# [Brano di partenza]
_ _ _
Vede, la lingua è un organismo vivente, non un’astrazione geometrica, per cui, sebbene la preposizione ‘a’ sia superflua in a cui, essa s’è imposta nell’uso da secoli e secoli (si tratta, come in innumeri altri casi, d’un rafforzativo): fra Due e Trecento, infatti, la LIZ[a] ce ne fornisce ben 1235 attestazioni, di cui ecco la piú antica:

Non [r]espus’a vui di[ritamen]te
k’eu fithança non avea niente
de vinire ad unu cun la çente
a cui far fistinança non plasea.
(Versi d’amore tra XII e XIII secolo)

Non le dico quanti a cui troviamo presso lo stesso Dante; ecco il primo che compare nella Commedia:

Molti son li animali a cui s’ammoglia,
e piú saranno ancora, infin che ’l veltro
verrà, che la farà morir con doglia.
(Inferno, I, 100-102)

L’evoluzione ha relegato il solo cui a un registro di lingua elevato – e raffinato –, radiandolo dal parlar comune e quindi dalla lingua dell’uso medio.
_ _ _
# [Materiale fornito]

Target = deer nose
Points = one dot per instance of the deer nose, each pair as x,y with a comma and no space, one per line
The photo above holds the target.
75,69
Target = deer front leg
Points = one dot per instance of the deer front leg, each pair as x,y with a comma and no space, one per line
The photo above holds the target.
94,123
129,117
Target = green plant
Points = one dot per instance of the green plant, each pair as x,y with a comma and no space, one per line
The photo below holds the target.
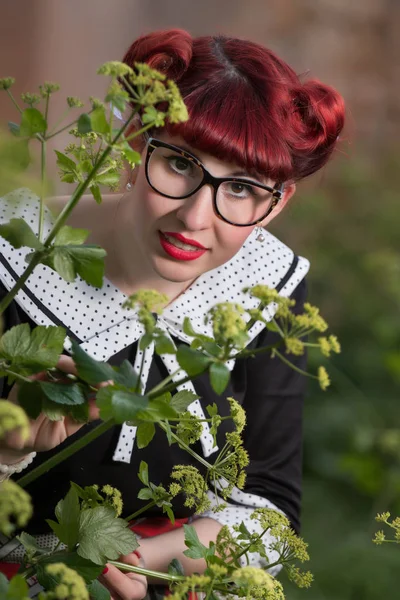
95,159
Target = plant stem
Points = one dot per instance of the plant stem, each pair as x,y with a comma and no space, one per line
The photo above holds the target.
154,393
165,381
66,453
60,220
286,361
42,177
245,353
147,572
140,511
186,447
15,102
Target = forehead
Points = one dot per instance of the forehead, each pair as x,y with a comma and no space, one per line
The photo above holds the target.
216,166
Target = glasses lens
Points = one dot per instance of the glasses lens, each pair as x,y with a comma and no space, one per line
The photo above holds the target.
172,173
243,203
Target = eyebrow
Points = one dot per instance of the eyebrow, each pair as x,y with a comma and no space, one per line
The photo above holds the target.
234,174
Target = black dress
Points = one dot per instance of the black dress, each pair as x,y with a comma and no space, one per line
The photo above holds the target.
270,392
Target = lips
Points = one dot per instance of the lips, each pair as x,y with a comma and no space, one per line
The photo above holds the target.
177,252
185,240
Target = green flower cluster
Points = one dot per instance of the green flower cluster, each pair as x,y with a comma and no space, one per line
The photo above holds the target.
148,302
13,417
70,586
15,504
48,88
256,583
328,345
30,98
228,324
394,524
192,485
192,584
189,428
6,83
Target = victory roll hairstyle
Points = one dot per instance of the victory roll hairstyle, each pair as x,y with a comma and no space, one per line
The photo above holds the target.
246,105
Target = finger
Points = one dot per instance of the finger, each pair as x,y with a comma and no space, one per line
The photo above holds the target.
129,586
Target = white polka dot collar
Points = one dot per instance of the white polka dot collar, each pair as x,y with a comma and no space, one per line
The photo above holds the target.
94,315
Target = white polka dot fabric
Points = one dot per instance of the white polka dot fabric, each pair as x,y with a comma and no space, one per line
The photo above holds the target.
96,317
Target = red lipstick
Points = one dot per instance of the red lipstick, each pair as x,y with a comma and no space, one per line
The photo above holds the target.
182,238
180,253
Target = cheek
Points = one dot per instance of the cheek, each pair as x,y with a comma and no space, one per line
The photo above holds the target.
231,239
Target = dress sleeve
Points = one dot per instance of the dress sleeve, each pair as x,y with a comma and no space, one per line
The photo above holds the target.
273,437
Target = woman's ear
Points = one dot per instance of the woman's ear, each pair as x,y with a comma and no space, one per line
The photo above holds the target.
287,194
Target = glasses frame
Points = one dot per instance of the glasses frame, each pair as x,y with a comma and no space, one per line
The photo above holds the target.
215,182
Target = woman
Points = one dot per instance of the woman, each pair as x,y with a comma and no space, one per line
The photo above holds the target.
190,226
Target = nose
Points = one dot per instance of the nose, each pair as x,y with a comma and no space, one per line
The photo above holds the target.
197,211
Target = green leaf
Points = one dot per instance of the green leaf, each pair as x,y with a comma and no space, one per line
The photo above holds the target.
63,393
145,494
32,122
126,375
68,516
157,410
109,178
89,263
181,400
18,233
30,397
145,341
63,264
145,433
89,369
219,377
102,536
192,361
144,472
65,162
70,236
187,327
85,568
14,128
17,589
99,121
175,568
133,157
97,591
31,545
3,585
84,124
195,548
35,350
122,406
96,193
164,345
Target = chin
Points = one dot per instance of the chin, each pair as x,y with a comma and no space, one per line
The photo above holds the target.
179,272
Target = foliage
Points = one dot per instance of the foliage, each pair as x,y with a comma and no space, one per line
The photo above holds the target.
87,522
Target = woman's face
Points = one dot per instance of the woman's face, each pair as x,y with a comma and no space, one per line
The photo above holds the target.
154,221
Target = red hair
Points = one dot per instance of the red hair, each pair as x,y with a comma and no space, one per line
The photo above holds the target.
246,105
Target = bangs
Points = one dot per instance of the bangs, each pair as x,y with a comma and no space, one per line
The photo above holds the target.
228,121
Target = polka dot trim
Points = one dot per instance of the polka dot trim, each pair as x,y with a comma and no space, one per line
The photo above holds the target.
96,317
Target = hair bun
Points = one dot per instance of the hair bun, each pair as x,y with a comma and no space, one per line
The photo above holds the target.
169,51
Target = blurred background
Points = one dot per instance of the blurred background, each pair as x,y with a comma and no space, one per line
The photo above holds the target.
345,220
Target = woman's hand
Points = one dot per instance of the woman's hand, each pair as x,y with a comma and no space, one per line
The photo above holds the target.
124,586
44,434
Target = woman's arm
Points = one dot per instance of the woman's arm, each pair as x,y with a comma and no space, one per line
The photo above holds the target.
158,551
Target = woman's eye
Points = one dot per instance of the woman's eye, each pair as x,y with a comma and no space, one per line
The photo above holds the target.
178,164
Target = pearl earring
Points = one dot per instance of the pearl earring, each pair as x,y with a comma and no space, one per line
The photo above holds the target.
260,237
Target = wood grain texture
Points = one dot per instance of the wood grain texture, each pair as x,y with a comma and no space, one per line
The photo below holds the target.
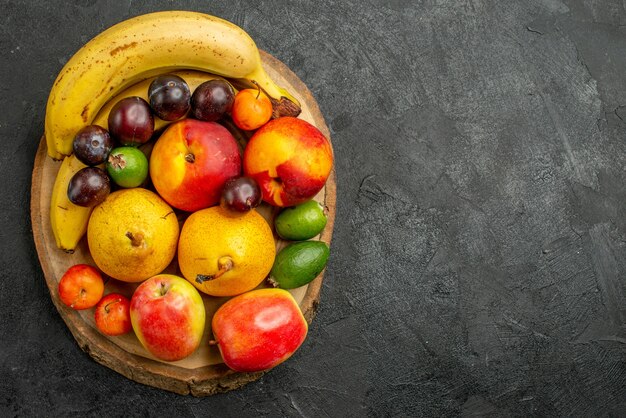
202,373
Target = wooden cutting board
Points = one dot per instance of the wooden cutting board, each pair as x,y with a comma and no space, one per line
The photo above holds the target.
203,372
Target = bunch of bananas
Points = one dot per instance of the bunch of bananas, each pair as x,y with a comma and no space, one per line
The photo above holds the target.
121,62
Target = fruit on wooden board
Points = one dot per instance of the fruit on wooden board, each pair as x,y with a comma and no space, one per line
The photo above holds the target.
191,161
112,315
251,109
290,159
225,254
142,47
92,145
301,222
132,235
241,194
89,187
212,99
259,329
127,166
169,97
131,121
141,89
298,264
67,220
168,316
81,287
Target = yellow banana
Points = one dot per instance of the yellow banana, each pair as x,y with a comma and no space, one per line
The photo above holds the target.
68,221
193,79
142,47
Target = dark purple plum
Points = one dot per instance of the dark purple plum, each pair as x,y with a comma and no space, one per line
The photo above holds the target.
169,97
211,100
131,121
89,187
92,145
240,194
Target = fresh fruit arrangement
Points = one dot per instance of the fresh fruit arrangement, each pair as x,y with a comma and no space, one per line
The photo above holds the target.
184,164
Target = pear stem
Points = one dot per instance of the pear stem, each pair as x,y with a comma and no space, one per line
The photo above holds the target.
224,264
135,239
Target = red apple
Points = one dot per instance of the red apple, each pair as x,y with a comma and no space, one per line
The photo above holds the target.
81,287
259,329
191,161
290,159
167,315
113,315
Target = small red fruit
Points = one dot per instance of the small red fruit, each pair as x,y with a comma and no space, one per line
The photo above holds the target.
259,329
81,287
113,315
251,109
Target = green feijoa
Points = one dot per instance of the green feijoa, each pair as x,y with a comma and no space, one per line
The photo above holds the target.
301,222
127,166
299,263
_ _ _
# [Serie di esercizi]
**1.** Stabilisci se ciascuna affermazione concorda con il brano su «a cui», rispondendo sì o no e riportando tra virgolette le parole del brano che lo decidono. (a) Fra Due e Trecento si contano 1235 attestazioni di «a cui». (b) Nel brano la preposizione «a» in «a cui» è considerata indispensabile. (c) Il solo «cui» appartiene oggi al parlar comune.
**2.** Riprendi il brano su «a cui» dal punto in cui si interrompe, mantenendone il registro.
Le righe non hanno alcun legame con il brano.

# [Risultati per esercizio]
**1.**
(a) Sì: «fra Due e Trecento, infatti, la LIZ[a] ce ne fornisce ben 1235 attestazioni».
(b) No: «sebbene la preposizione ‘a’ sia superflua in a cui».
(c) No: «radiandolo dal parlar comune e quindi dalla lingua dell’uso medio».

**2.**
Per quanto riguarda al di là di, so benissimo che è calco dal francese au-delà de. La mia osservazione non verteva su questa locuzione, bensí su di là da, che è la forma tradizionale italiana (e non di là di, che è tutt’al piú un arcaismo, affatto avulso dalla lingua stàndara, o normale).

Spero d’essermi fatto capire, questa volta. :)
Ma quella lingua si chiama d’una patria, la quale convertisce i vocaboli ch’ella ha accattati da altri nell’uso suo, et è sí potente che i vocaboli accattati non la disordinano, ma ella disordina loro.